PROBLEM TO SOLVE » Before copying, set the pictures aside; then repeat every line below verbatim.
*** AVAILABLE DATA ***
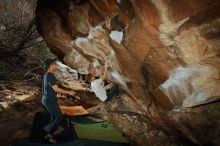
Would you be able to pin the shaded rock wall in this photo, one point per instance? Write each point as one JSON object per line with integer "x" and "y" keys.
{"x": 163, "y": 54}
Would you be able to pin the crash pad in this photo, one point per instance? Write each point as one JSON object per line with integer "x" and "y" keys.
{"x": 73, "y": 110}
{"x": 98, "y": 131}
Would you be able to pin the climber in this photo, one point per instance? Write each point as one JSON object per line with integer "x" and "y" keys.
{"x": 49, "y": 99}
{"x": 104, "y": 93}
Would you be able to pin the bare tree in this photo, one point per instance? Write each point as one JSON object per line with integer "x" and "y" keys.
{"x": 17, "y": 27}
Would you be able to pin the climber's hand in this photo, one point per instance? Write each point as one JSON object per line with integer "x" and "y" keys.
{"x": 71, "y": 93}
*** End of AVAILABLE DATA ***
REPLY »
Would you be able to pin the shaded rock wall in this photo, one point per instance? Write each point as one JSON object per line with integer "x" and "y" keys.
{"x": 163, "y": 54}
Would you be able to pin the crash pad in this photo, one point per instance? Write each point as one JSON object per line with integer "x" and "y" keys.
{"x": 73, "y": 110}
{"x": 98, "y": 131}
Would you be able to pin the climber in this photo, one point per instance? Write each point as one JSON object per line with integer "x" and "y" keys.
{"x": 49, "y": 99}
{"x": 104, "y": 93}
Would you be able to pin the bare tree in this photo, one point per instance? Write each point as one JSON object per line with integer "x" and "y" keys.
{"x": 17, "y": 27}
Would you be able to pin the climber's hand in this photo, one point per instance? Write each point as one JSON object per line with integer "x" and "y" keys.
{"x": 71, "y": 93}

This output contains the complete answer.